▶ **Aim**:
Reproduce the records from the line containing "task: give the outline of each instance of the white" through the line containing "[[[232,206],[225,207],[225,212],[236,212],[236,208]]]", both of those lines included, with every character unchanged.

▶ **Dataset excerpts**:
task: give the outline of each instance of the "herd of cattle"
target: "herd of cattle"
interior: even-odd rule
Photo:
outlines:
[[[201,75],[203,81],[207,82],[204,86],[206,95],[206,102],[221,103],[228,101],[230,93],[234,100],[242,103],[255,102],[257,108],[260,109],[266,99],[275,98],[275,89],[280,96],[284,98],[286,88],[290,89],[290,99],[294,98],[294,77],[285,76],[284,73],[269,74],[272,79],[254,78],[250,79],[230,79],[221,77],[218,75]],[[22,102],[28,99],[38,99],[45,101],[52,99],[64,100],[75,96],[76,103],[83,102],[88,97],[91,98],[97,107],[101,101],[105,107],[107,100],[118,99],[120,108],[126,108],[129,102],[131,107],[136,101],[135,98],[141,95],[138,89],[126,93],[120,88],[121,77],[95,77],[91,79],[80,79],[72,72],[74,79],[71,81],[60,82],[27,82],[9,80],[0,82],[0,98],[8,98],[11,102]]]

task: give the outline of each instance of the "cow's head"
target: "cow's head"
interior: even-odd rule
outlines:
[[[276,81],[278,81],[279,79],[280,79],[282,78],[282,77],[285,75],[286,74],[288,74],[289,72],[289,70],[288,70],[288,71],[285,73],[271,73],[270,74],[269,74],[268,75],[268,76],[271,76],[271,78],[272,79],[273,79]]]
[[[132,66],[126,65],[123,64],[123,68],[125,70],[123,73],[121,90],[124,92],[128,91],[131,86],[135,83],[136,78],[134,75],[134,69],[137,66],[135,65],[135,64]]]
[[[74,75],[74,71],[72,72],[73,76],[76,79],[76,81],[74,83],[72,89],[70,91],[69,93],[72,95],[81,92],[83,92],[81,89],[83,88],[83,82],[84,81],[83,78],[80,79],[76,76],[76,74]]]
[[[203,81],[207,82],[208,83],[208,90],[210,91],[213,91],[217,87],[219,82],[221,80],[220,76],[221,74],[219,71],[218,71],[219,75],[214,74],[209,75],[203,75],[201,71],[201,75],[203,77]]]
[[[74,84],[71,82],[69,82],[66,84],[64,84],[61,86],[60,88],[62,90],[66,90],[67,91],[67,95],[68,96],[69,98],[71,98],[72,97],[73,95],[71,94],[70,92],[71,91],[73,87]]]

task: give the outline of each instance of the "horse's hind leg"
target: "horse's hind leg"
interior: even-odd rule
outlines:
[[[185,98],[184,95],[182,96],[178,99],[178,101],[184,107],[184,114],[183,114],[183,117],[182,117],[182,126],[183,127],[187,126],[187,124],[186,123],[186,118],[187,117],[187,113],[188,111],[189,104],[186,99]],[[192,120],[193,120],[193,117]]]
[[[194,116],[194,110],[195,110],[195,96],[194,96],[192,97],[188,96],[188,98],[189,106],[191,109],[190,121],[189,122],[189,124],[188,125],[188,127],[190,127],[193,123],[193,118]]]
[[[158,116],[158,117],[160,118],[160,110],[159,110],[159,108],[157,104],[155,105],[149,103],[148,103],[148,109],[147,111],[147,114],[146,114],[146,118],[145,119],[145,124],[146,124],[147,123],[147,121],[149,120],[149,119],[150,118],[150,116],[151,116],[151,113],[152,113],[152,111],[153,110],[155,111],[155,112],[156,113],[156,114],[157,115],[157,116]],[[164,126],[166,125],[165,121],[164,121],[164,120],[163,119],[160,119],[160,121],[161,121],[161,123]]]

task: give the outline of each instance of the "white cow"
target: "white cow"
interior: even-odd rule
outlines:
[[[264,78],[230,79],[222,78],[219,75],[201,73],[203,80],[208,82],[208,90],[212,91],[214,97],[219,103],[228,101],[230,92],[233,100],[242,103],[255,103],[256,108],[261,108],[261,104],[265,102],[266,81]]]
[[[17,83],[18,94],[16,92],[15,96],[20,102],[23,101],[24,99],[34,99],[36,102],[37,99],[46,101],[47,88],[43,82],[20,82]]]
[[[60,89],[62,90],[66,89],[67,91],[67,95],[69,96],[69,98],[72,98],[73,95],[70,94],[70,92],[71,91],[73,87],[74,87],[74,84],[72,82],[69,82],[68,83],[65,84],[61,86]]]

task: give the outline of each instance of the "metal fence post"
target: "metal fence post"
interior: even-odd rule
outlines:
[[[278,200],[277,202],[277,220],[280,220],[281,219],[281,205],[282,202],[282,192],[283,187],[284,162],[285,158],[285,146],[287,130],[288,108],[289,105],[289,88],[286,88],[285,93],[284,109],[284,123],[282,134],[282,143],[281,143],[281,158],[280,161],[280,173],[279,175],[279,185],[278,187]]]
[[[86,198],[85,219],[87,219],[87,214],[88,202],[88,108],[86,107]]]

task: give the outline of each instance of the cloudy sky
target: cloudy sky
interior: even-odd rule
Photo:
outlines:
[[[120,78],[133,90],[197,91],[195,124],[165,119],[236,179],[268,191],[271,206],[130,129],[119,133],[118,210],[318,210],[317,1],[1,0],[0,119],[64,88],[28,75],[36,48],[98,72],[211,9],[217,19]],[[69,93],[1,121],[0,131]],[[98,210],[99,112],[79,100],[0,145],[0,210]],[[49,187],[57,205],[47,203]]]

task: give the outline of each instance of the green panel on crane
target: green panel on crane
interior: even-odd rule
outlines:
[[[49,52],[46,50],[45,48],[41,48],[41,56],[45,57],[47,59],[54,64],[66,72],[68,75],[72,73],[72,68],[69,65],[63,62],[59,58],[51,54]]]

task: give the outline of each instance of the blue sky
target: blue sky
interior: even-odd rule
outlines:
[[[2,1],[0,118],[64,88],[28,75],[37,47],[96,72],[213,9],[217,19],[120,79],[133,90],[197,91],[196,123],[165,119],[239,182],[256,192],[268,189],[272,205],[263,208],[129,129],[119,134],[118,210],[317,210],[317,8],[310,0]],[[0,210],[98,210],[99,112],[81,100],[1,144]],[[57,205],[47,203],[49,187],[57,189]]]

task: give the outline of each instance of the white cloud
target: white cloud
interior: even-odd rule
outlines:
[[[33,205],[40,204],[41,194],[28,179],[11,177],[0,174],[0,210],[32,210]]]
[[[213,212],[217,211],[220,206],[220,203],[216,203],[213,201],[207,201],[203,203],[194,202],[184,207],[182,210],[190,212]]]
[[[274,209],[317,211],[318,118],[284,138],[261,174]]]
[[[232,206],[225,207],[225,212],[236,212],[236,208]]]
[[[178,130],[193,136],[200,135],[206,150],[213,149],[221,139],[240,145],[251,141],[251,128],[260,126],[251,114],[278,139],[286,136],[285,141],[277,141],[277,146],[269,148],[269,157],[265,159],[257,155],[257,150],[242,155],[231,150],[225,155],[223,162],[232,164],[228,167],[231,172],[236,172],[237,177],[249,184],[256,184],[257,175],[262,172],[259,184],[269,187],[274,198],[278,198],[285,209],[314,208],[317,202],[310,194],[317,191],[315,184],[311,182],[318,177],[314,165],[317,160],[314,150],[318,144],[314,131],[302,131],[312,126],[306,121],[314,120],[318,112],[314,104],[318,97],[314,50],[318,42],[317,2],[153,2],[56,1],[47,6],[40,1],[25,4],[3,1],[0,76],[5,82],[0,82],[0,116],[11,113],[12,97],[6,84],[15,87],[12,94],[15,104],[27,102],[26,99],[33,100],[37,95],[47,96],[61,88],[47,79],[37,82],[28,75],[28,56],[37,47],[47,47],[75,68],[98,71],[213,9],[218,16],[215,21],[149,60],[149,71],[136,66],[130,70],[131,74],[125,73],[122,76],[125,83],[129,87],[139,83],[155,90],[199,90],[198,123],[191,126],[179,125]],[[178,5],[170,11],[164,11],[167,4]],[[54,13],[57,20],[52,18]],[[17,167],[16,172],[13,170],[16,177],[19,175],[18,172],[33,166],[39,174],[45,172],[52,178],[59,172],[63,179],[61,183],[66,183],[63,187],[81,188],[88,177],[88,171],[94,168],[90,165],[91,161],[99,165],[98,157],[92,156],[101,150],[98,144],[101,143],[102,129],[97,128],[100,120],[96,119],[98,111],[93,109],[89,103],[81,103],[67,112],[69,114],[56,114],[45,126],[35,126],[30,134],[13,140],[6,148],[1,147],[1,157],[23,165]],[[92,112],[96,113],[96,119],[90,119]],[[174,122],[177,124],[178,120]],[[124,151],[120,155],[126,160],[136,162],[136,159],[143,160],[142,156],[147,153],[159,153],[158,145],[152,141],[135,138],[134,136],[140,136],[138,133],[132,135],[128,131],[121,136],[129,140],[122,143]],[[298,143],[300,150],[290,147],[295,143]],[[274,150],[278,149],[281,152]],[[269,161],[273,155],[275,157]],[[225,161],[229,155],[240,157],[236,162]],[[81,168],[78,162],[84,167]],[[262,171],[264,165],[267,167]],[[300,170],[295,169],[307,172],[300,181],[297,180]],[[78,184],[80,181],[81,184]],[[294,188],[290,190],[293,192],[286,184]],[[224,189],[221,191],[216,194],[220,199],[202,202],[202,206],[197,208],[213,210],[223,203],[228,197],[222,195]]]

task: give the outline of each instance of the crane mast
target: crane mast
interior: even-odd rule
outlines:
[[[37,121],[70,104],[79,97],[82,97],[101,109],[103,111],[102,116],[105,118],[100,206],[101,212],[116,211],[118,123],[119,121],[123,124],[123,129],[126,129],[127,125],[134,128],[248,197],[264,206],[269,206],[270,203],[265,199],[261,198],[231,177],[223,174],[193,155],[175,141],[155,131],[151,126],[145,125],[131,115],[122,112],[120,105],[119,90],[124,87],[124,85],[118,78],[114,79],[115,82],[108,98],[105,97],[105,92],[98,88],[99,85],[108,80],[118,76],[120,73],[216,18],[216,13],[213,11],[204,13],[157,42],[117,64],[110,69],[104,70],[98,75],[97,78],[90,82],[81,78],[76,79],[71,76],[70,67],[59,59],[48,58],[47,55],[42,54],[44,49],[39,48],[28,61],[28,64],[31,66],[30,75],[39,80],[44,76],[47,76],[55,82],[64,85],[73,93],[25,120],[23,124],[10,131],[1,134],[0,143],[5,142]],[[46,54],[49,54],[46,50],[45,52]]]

▶ **The output**:
task: give the outline of each instance of the white cloud
target: white cloud
interior: even-odd rule
outlines:
[[[33,205],[40,204],[41,194],[28,179],[11,177],[0,174],[0,210],[32,210]]]
[[[213,212],[217,211],[220,206],[220,203],[216,203],[213,201],[207,201],[203,203],[194,202],[184,207],[182,210],[190,212]]]
[[[274,209],[317,211],[318,118],[284,138],[261,174]]]
[[[232,206],[225,207],[225,212],[236,212],[236,208]]]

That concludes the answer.